**Text extract**
>> START

Political prelates, such as Bishop Bateman, are a common jibe for the shallow observer; nor was he the first of his kind at Norwich. Ever since the Conquest there had been no long interval without a Bishop of Thetford or Norwich serving high office in Chancery or the Exchequer. Of Bishop Bateman’s three predecessors, Salmon had been Lord Chancellor and Ayermyn Lord Treasurer, the latter being succeeded by Antony de Bek, who is said to have been a great tyrant, and to have been poisoned by his servants. To those who reflect on the character of the nobility of these days, it will seem that, after all, the interests of the humbler classes would have been worse served by them than by men, of whom some were of lowly extraction, and all bound at least outwardly to some decency and kindliness of life.
Death overtook this energetic Churchman at the scene of his diplomatic labours, Avignon, in 1354, where he lies in the cathedral of St. Mary. He was attended to his grave by a throng of cardinals, prelates, and other great men, and committed to the earth by the Patriarch of Jerusalem 77. To him succeeded Thomas Percy, ‘out of Northumberland,’ and to him in sixteen years the famous fighting Bishop, Henry Spencer.
There can be no doubt that the neighbourhood of Woodbridge was properly represented at Poictiers, as Robert de Ufford, the first Earl of Suffolk, of whom I have spoken, took a prominent part in that battle, his cool head keeping the rash youths from eager advance, and directing the archers advantageously. He also rode round to the various bodies of the English, keeping them in good courage.

>> END

[Extracted records]
>> START

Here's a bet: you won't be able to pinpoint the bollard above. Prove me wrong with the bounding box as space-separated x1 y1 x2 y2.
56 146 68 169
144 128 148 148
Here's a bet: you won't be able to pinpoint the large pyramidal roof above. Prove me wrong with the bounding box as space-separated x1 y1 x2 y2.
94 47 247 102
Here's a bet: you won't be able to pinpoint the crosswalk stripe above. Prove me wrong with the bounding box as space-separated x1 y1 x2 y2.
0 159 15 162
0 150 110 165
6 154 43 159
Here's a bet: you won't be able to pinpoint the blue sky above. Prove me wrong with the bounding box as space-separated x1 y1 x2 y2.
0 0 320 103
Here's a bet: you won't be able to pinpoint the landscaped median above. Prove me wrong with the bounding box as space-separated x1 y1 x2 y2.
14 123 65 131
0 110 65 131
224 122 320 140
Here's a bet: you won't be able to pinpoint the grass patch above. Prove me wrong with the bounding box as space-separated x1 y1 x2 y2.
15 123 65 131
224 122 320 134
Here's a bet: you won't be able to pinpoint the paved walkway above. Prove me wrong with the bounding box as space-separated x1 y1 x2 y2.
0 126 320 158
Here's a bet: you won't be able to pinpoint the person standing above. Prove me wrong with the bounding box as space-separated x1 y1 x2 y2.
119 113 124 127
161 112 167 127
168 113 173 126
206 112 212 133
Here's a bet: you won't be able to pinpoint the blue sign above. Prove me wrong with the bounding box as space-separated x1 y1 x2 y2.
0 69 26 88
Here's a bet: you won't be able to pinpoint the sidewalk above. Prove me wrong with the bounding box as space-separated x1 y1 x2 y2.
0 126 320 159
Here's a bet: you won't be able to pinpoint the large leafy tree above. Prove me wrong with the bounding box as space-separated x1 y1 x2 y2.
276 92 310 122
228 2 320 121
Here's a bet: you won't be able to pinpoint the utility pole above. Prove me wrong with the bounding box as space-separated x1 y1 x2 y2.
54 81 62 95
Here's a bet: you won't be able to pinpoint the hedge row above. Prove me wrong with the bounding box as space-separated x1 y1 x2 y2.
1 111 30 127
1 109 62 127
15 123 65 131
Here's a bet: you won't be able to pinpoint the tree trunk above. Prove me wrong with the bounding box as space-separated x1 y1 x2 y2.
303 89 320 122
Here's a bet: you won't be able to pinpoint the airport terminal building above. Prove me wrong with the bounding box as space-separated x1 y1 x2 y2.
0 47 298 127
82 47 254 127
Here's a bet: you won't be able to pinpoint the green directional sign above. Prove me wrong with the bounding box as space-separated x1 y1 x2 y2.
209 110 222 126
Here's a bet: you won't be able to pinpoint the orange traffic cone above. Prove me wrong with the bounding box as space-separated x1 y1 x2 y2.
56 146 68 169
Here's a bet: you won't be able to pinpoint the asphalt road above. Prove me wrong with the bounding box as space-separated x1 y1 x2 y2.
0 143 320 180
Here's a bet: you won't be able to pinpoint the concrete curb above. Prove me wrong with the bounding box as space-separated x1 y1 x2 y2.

>> END

**Work to complete**
(1) For each statement, (a), (b) and (c), say whether the passage on Bishop Bateman agrees with it. Answer yes or no and quote the deciding words from the passage. (a) Salmon had been Lord Treasurer. (b) Antony de Bek is said to have been poisoned by his servants. (c) Robert de Ufford was the first Earl of Suffolk.
(2) Retype the passage on Bishop Bateman from "Death overtook this" up to and including "Bishop, Henry Spencer.", with no changes.
(3) Extend the passage on Bishop Bateman and the Norwich bishops, picking up after its final sentence.

**Responses to the exercise**
(1)
(a) No: "Salmon had been Lord Chancellor and Ayermyn Lord Treasurer"
(b) Yes: "who is said to have been a great tyrant, and to have been poisoned by his servants"
(c) Yes: "Robert de Ufford, the first Earl of Suffolk"

(2)
Death overtook this energetic Churchman at the scene of his diplomatic labours, Avignon, in 1354, where he lies in the cathedral of St. Mary. He was attended to his grave by a throng of cardinals, prelates, and other great men, and committed to the earth by the Patriarch of Jerusalem 77. To him succeeded Thomas Percy, ‘out of Northumberland,’ and to him in sixteen years the famous fighting Bishop, Henry Spencer.

(3)
In 1369 he died, and was succeeded by his son William. The second Earl’s four sons predeceased him. In the troubles of the reign of Richard II. he pleaded the cause of the distressed poor in the House of Lords, and died almost while speaking, from some fit, a martyr after his manner.
After the Uffords come the De la Poles, whose sad record I propose to trace to its close.
We begin with William de la Pole, taking our words from the register of the abbey of Meaux.
He “was first a Merchant at Ravenrod, skilful in the arts of trade, and inferiour to no English merchant whatsoever. He afterwards living at Kingston upon Hull, was the first Mayor of that Town, and founded the Monastery of St. Michael, which now belongs to the Carthusian Monks, near the said Kingston. His eldest son Michael de la Pole, Earl of Suffolk, caused the said Monastery to be inhabited by that Order. William de la Pole aforesaid lent King Edward many thousand pounds of gold during his abode at Antwerp in Brabant. For this reason the King made him chief Baron of his Exchequer, gave him by Deed the Seigniory of Holderness, with many other lands then belonging to the Crown, and made him a Baneret”
Camden gives a reference to the records of the Tower, in which he is styled “dilectus, valectus et mercator noster”. On the term valectus he observes that it was an honourable title both in France and England, till it came to have a menial significance, when it was turned into Gentleman of the Bedchamber. It was bestowed on the poet Chaucer in 1367, when he received an annuity of twenty marks.
The son Michael here mentioned, sometime Lord Chancellor of England, married Catherine, daughter and heiress of Sir John Wingfield of Wingfield, and thus the De la Poles became inwrought into the history of this district.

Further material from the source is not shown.